▶ _What you should do_: Within the listing below, how many lines hold the string "facade"? Only the number should be given.

▶ _Records for processing_:
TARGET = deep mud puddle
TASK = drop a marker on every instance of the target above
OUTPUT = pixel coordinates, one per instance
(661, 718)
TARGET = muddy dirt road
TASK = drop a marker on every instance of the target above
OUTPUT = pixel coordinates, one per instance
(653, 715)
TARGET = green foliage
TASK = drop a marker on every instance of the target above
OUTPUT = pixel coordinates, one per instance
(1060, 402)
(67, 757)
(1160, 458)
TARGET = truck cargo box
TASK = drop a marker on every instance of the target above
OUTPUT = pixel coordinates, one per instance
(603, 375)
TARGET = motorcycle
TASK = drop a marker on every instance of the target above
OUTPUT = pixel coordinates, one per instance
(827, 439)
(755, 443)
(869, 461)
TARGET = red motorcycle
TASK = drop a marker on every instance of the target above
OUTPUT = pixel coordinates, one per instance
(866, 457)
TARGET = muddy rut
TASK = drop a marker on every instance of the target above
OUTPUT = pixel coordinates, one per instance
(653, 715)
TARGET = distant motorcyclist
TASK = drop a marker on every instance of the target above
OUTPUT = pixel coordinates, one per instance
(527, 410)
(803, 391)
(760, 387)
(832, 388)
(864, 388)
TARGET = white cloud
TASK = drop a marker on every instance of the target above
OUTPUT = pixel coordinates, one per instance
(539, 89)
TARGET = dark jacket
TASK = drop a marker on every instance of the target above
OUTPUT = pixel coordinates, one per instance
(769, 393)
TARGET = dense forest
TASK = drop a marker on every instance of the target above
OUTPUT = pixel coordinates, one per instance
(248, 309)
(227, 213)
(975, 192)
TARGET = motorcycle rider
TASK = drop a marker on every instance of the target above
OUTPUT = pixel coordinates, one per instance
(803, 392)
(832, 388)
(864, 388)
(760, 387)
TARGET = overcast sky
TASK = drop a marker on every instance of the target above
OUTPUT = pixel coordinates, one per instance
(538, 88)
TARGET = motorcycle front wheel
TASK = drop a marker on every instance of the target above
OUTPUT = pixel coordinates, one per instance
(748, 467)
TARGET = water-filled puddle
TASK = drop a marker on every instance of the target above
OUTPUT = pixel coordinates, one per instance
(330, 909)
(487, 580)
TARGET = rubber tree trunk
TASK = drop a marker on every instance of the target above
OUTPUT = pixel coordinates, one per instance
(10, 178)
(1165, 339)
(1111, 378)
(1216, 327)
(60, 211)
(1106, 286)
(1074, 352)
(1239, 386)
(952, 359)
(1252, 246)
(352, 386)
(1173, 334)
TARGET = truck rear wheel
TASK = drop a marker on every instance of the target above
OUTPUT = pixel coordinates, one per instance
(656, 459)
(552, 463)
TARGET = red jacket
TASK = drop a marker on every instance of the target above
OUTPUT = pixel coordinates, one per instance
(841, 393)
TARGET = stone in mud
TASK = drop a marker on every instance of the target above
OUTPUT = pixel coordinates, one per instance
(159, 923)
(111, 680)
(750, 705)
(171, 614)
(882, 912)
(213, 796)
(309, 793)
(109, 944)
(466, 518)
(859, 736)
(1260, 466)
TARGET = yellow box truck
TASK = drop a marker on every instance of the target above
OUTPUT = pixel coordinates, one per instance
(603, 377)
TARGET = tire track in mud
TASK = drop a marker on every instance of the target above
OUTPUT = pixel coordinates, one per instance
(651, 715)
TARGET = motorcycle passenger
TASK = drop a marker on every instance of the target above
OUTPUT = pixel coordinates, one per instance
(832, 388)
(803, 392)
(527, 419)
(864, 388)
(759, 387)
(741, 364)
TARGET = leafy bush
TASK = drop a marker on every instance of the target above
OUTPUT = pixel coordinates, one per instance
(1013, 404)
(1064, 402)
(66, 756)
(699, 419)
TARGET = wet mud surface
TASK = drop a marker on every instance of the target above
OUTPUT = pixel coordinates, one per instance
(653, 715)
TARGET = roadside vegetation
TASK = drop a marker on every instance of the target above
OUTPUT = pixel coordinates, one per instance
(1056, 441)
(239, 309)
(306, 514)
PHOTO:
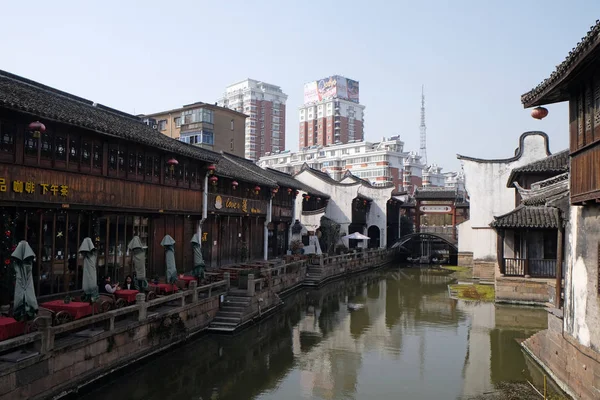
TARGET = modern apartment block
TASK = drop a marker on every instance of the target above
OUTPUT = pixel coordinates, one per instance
(204, 125)
(331, 113)
(265, 106)
(379, 163)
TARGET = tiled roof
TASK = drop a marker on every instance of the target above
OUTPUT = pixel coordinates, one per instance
(563, 70)
(236, 168)
(287, 180)
(423, 194)
(529, 217)
(46, 103)
(557, 163)
(518, 150)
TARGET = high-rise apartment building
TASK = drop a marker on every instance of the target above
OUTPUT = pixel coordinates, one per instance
(204, 125)
(331, 113)
(265, 106)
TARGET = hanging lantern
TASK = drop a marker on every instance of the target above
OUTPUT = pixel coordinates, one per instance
(37, 128)
(172, 163)
(539, 112)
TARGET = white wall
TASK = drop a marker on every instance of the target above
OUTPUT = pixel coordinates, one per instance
(485, 181)
(339, 207)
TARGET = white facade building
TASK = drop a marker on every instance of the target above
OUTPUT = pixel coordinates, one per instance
(339, 207)
(485, 182)
(380, 163)
(265, 106)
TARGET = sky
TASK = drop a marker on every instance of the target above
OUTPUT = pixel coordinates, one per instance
(475, 59)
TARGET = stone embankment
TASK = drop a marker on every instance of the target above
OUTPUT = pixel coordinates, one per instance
(58, 360)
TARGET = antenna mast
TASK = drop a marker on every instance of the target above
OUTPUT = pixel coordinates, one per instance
(423, 128)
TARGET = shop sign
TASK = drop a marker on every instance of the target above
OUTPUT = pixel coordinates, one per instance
(436, 209)
(229, 204)
(30, 187)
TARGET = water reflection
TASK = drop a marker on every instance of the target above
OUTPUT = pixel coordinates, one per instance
(410, 340)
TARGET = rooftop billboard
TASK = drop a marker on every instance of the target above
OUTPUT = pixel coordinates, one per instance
(331, 87)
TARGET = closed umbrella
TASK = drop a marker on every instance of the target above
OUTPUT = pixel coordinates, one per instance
(90, 277)
(198, 271)
(139, 262)
(25, 306)
(168, 243)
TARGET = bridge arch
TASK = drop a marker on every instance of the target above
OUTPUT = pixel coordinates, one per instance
(428, 246)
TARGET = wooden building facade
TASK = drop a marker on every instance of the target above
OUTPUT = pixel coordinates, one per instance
(71, 169)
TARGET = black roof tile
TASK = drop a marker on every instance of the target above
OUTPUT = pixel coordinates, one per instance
(20, 94)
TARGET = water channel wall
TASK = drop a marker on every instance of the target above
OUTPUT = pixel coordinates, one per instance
(574, 367)
(524, 290)
(67, 361)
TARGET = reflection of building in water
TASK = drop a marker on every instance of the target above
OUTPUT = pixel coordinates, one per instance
(493, 354)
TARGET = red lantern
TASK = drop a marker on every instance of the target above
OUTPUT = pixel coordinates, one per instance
(172, 163)
(539, 113)
(37, 128)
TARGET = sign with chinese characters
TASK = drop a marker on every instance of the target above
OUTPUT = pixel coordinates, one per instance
(436, 209)
(235, 205)
(31, 187)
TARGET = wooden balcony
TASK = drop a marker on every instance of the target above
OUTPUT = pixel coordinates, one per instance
(535, 268)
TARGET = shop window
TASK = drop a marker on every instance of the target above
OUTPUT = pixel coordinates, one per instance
(149, 166)
(86, 152)
(140, 164)
(47, 149)
(121, 160)
(31, 144)
(98, 155)
(157, 167)
(74, 149)
(7, 138)
(112, 159)
(61, 148)
(131, 163)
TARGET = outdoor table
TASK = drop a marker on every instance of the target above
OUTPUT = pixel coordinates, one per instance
(187, 279)
(10, 327)
(163, 288)
(77, 309)
(127, 295)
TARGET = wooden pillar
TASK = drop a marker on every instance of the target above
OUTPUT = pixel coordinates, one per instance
(500, 233)
(559, 259)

▶ _Problem solution_: 2